Items from a dataset

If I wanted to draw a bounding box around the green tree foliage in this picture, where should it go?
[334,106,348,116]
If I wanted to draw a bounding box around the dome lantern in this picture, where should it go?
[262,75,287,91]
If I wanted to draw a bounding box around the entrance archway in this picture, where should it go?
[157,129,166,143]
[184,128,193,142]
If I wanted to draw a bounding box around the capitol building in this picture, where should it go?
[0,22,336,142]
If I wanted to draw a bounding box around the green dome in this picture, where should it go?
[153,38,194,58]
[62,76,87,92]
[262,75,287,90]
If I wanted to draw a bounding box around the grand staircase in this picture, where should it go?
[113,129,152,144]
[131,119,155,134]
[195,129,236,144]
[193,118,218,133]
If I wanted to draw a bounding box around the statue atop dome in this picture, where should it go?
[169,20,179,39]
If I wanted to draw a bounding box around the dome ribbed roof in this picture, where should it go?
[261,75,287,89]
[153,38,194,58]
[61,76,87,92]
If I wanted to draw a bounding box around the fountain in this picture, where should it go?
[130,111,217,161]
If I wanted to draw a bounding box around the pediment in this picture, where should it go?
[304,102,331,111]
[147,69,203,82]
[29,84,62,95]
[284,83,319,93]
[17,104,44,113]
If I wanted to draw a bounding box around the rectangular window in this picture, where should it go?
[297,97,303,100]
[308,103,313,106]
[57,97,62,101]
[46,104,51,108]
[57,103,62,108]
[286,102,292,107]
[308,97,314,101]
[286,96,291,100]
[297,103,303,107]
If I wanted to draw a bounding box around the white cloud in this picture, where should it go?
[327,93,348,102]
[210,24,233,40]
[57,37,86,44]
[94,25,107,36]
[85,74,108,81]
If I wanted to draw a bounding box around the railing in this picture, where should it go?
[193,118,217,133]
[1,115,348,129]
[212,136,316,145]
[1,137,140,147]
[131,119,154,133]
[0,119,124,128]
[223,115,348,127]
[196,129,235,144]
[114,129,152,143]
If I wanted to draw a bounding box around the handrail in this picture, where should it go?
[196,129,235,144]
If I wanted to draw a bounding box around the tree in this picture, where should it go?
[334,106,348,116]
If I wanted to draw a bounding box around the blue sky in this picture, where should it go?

▶ _Work task_
Each line from the one that includes "If I wanted to draw a bounding box around the capitol" down to the close of the records above is to be given again exactly, and no other line is to appear.

▶ _Result of this task_
If I wanted to draw a bounding box around the capitol building in this picture, where should it go?
[0,22,336,142]
If I wanted to draw a bounding box around the green dome in this picture, where should it go?
[153,38,194,58]
[62,76,87,92]
[262,75,287,90]
If I wanted to draw a bounding box around the grand staircase in this picture, where should it go?
[113,129,152,144]
[131,119,155,134]
[195,129,236,144]
[193,118,218,133]
If I wanted to draw a bounding box around the statue atop dome in this picture, where should it go?
[169,20,179,39]
If I wanted to draw a bounding box around the dome ribbed roof in this picture, where should it go?
[261,75,287,89]
[153,38,194,58]
[61,76,87,92]
If I wanted to draw a bounding box around the fountain in this picture, where should it go?
[130,111,217,161]
If I wanted to draw a bounding box around the pediment in this picture, where should it go?
[304,102,331,111]
[147,69,203,82]
[29,84,62,95]
[284,83,319,93]
[17,104,44,113]
If I wanted to draw a bounding box around the rectangular window in this picture, where should it go?
[297,97,303,100]
[308,103,313,106]
[57,97,62,101]
[46,104,51,108]
[57,103,62,108]
[286,102,292,107]
[308,97,314,101]
[286,96,291,100]
[297,103,303,107]
If I wanted to draw a bounding box around the white cloud in this picture, where should it go?
[327,93,348,102]
[210,24,233,40]
[57,37,86,44]
[94,25,107,36]
[85,74,108,81]
If I wanted to draw a bounding box around the railing in this picture, where should it go?
[193,118,217,133]
[1,115,348,129]
[212,136,316,145]
[1,137,140,147]
[131,119,154,133]
[0,119,124,128]
[223,115,348,127]
[196,129,235,144]
[114,129,152,143]
If I wanted to draw a bounding box around the handrail in this picture, where should it go?
[196,129,235,144]
If I wanted to draw a bounding box around the tree in this picture, where should it go?
[334,106,348,116]
If I wanted to draw a bounding box around the blue sky in this picture, where should it go?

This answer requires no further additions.